What you are asked to do: Quote exactly, and only, the lines from the one with "Objective — for the beetle" through the end of the listing.

Data for the task:
* * *

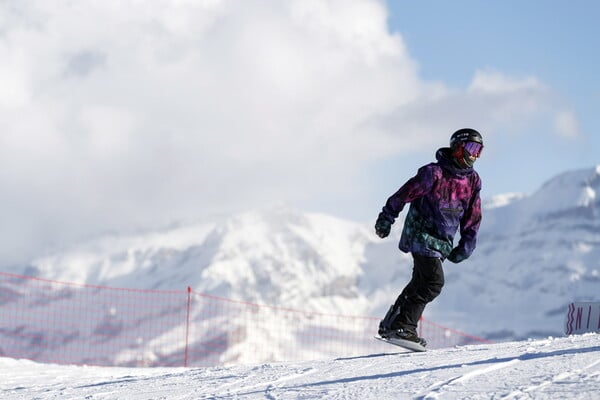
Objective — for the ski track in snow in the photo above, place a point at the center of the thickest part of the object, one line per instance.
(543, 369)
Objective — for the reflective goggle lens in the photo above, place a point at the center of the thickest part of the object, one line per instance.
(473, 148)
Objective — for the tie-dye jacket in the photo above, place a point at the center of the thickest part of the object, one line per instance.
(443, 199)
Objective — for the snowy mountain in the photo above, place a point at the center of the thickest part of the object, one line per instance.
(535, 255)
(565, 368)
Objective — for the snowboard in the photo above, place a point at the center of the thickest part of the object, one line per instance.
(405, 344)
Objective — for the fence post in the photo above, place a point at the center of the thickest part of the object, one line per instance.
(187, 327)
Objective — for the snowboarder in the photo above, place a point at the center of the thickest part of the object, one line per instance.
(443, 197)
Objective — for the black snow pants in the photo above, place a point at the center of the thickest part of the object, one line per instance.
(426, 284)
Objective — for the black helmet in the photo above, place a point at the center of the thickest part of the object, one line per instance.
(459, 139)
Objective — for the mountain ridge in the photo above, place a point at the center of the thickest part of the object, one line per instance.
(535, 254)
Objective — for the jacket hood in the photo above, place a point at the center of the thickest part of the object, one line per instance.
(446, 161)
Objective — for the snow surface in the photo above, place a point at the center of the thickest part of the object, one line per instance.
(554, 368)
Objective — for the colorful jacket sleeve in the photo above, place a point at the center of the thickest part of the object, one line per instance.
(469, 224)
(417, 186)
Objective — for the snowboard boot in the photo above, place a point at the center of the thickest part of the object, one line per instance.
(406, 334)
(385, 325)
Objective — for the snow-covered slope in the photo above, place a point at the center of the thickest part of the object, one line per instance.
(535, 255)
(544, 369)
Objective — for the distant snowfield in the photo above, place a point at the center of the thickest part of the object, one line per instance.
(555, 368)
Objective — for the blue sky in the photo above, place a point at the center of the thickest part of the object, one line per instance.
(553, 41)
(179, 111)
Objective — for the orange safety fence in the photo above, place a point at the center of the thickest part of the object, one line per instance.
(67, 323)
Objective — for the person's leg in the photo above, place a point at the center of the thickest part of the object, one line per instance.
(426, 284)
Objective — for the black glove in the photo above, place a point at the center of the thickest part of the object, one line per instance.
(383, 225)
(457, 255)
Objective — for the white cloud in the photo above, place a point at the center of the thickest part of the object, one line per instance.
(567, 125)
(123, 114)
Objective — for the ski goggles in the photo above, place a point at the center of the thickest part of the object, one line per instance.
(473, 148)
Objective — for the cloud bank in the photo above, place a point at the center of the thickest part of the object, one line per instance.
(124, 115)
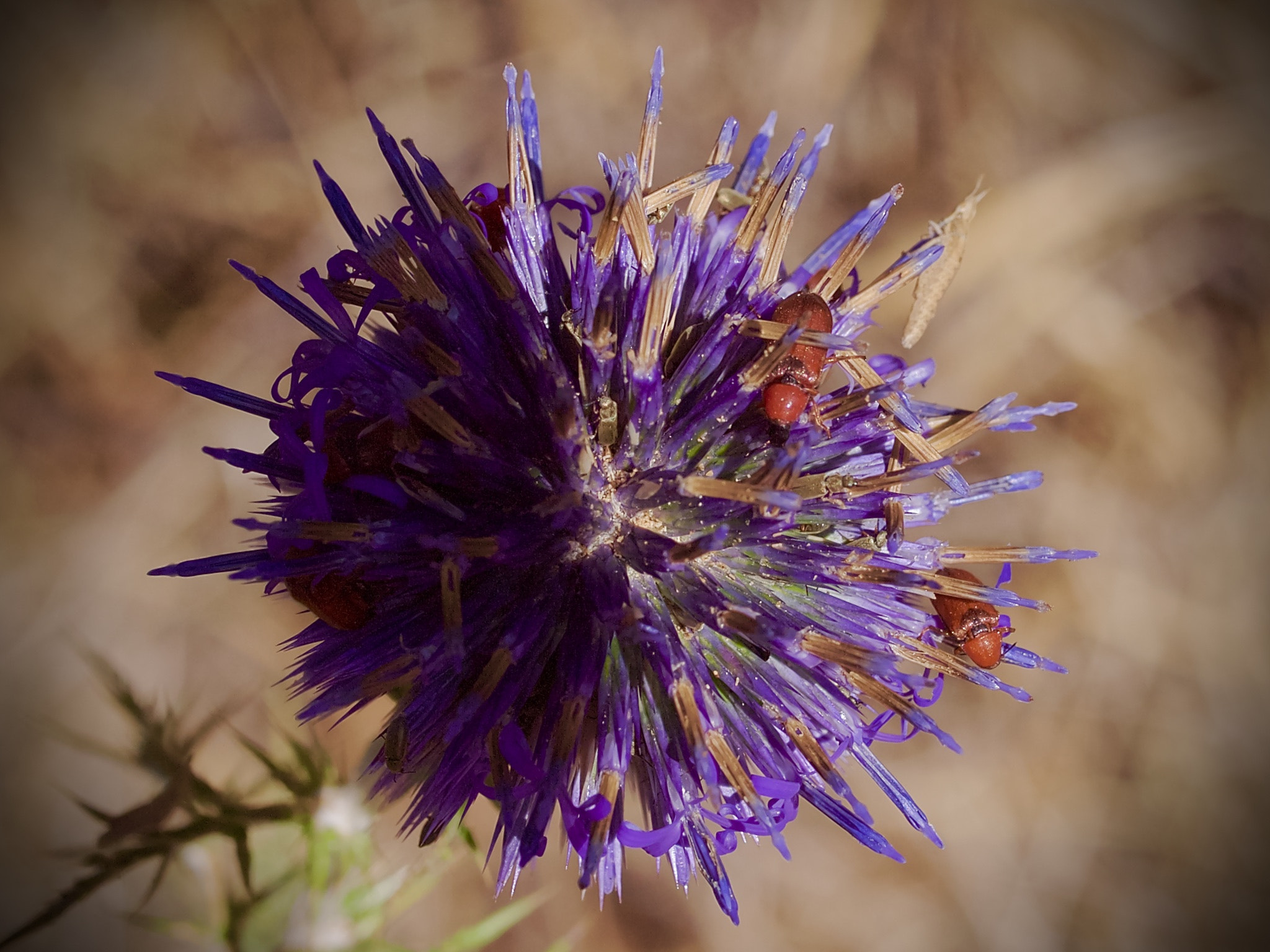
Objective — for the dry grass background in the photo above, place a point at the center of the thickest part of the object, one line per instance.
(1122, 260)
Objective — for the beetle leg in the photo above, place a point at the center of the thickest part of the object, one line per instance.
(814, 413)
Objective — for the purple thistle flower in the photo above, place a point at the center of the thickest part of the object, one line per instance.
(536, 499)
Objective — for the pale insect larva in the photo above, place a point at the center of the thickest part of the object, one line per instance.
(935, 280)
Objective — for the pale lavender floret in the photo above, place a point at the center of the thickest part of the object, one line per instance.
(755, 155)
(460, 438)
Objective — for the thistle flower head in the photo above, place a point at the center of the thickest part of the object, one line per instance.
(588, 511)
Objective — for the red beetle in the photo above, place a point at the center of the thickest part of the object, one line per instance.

* * *

Answer below:
Objective — for the beetle leg in the photo above, place a point at the center of the thickest part of the object, one line per instance.
(814, 413)
Objective — for the purple thistle flower in the photo above, place a point at the center of the thickest part of the object, one line per instance.
(536, 499)
Objective — for the pale insect larva in the photo above, place a point at the center of the thickest part of the object, one line per instance.
(935, 280)
Objective — for the pale lavender floret in the photo above, place a point at the center of the thickest part of the object, one line per instance.
(755, 155)
(460, 438)
Objective — for the thistle flower head in the photo above, place a point at the center of the thickest part of the object, one line per instance.
(588, 511)
Objective — for the red beetle in the photo above, place a point at the center of the thickest part of the object, one line per instance.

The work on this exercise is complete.